* [Extract provided]:
Ducks, Ionescu have the look of possible champs
After the worst defeat of her 33-year career as Stanford’s head coach, Tara VanDerveer likened Oregon to “a train going down the track very fast.”
The No. 3 Ducks ran over the No. 11 Cardinal 88-48 on Sunday in the second-worst home loss in Stanford women’s basketball history. The worst was a 96-51 decision to Long Beach State in 1983.
Stanford was hoping to knock off a top-10 team for the fourth time this season. Instead, the Cardinal were taken to school before a stunned crowd of 5,250 at Maples Pavilion.
“We knew coming in that we’d have to play an ‘A’ game on offense and an ‘A’ game on defense,” VanDerveer said. “It wasn’t an ‘A,’ ‘B’ or ‘C’ game on offense or defense.”
The Ducks, who count Stephen Curry, LeBron James and Kobe Bryant among their fans on social media, looked every bit like a team that could win a national championship.

* [Source material]:
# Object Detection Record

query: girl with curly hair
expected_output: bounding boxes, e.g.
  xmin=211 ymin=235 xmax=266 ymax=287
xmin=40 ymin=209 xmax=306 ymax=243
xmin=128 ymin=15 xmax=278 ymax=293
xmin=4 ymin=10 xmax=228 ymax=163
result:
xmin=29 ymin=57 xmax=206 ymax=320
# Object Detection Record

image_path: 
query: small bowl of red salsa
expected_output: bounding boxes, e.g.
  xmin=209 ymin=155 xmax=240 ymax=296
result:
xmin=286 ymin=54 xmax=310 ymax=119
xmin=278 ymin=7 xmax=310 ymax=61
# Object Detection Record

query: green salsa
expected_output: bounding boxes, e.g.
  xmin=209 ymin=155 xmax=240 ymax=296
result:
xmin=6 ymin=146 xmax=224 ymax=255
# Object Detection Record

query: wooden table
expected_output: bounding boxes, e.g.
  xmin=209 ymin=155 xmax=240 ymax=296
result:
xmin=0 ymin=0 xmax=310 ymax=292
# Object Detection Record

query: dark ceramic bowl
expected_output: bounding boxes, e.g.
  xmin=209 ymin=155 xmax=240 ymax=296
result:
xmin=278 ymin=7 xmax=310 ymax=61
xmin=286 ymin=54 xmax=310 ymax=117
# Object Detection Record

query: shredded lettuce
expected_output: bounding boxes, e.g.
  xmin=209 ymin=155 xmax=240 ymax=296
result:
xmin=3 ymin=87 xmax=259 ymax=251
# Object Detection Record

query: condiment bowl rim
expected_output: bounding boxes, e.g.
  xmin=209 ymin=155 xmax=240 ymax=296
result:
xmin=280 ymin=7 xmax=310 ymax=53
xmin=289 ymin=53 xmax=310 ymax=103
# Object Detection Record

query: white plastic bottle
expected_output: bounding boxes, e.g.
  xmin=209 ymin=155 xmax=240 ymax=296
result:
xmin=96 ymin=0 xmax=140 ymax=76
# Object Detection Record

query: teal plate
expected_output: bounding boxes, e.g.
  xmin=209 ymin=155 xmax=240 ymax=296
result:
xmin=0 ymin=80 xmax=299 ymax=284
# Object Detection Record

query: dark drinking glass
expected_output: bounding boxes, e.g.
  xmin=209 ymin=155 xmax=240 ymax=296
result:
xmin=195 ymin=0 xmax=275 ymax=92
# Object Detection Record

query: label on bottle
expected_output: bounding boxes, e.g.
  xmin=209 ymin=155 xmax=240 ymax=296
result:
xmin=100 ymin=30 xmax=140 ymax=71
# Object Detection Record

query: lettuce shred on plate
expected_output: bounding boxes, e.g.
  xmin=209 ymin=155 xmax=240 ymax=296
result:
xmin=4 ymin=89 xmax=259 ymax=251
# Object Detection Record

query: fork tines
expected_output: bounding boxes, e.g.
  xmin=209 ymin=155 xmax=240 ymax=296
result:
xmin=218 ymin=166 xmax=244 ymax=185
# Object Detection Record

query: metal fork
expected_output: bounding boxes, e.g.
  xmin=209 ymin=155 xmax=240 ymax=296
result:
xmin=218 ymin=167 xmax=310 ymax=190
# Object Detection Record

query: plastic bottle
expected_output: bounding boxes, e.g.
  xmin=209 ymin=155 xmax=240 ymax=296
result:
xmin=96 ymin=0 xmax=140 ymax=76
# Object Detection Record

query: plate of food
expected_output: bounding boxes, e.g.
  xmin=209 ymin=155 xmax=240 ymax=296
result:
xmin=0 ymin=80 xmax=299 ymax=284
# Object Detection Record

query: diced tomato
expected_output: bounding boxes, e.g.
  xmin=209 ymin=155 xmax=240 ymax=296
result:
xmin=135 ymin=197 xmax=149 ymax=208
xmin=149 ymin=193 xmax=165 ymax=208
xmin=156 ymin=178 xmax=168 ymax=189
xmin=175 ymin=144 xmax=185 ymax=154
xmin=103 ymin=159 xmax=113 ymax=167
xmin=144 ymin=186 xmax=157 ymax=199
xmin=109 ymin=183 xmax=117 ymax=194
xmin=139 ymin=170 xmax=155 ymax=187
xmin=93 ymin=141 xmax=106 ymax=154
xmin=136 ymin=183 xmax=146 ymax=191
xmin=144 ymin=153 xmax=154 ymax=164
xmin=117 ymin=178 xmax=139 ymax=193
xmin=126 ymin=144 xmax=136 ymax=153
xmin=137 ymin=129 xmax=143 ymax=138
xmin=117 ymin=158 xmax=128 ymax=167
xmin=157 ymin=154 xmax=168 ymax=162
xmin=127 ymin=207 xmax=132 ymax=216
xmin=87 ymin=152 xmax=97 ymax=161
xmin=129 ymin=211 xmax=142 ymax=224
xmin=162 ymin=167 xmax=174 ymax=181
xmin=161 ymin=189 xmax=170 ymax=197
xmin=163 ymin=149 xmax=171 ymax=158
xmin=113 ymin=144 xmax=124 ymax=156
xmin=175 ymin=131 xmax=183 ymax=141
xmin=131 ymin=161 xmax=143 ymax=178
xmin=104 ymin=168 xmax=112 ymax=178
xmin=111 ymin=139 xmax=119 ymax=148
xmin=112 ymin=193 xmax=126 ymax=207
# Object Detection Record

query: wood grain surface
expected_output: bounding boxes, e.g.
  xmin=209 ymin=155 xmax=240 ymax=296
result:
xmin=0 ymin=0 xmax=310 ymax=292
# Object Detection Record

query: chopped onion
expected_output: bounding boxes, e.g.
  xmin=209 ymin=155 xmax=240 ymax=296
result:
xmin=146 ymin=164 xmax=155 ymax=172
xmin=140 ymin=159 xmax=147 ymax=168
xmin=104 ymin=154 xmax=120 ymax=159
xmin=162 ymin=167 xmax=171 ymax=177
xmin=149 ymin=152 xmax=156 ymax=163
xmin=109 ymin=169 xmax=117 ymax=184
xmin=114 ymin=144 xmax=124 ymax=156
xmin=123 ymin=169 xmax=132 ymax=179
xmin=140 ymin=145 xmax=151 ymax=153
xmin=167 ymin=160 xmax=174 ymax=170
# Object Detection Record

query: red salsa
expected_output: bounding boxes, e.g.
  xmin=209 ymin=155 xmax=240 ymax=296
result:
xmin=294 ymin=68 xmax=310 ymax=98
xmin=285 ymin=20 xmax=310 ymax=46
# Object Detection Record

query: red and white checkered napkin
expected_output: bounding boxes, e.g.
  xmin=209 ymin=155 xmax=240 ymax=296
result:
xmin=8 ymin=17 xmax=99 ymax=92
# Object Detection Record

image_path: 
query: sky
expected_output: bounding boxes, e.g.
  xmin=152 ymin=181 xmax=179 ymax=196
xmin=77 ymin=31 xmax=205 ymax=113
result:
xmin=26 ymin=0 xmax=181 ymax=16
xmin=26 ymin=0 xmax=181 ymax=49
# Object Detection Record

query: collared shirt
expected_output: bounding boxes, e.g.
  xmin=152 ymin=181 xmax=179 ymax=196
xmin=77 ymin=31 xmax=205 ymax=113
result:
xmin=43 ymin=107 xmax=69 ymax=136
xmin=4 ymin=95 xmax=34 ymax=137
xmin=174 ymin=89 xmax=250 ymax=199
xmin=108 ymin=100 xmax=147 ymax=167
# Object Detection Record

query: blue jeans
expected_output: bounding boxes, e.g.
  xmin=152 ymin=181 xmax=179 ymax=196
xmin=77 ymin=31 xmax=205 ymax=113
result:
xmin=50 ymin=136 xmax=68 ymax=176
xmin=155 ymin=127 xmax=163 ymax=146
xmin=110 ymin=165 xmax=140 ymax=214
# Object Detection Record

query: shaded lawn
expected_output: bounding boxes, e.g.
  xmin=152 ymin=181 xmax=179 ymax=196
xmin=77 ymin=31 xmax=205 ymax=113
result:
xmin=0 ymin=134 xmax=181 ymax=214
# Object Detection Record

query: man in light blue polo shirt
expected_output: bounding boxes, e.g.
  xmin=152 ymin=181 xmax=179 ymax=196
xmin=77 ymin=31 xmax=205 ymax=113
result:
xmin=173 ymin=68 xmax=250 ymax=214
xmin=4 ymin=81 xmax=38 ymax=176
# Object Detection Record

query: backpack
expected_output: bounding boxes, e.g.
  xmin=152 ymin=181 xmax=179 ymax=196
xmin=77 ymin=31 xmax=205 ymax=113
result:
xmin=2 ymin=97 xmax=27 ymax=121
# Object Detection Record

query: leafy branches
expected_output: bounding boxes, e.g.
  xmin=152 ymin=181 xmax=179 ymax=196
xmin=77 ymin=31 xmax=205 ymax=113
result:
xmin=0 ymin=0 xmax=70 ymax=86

* [Problems and tasks]:
1. Which people does the report on Oregon's win over Stanford name? List every one.
2. Pick up the report on Oregon's win over Stanford after its last sentence and write the next few paragraphs.
The listing stands apart from the game report and is not part of it.

* [Answers below]:
1. Ionescu, Tara VanDerveer, Stephen Curry, LeBron James, Kobe Bryant

2.
Sabrina Ionescu staged her own personal basketball clinic, compiling 27 points and nine rebounds. The MiramonteOrinda alum said she loves coming back to the Bay Area but said she didn’t anticipate a blowout win.
“I know that we’re capable of it,” she said. “I thought if we would be able to stop them defensively and get them out of their rhythm, that we’d be able to score however we wanted offensively.”
Oregon head coach Kelly Graves called it “an amazing effort. That’s what it takes to beat a great team like Stanford.”
More precisely, that’s what it takes to beat Stanford by 40.
In snapping Stanford’s 22game home winning streak with a vengeance, the Ducks (23-1, 12-0 Pac-12) had too much for the Cardinal (19-4, 9-3) in every department and won their 16th straight game, the longest active streak in the country.
Ruthy Hebard added 18 points and eight rebounds for Oregon, and Erin Boley scored 12 points.
DiJonai Carrington scored 13 points to lead the Cardinal, who shot 32 percent. None of her teammates reached double figures. Alanna Smith made just 3 of 14 field-goal tries — 0-for-5 from long range — and finished with six points, 15 below her average.
The Ducks have the most potent offense in the country, leading the NCAA in points per game (90.3), field-goal percentage (52.5) and 3-point-shooting percentage (42.9) coming into the game. On Sunday, they showed why.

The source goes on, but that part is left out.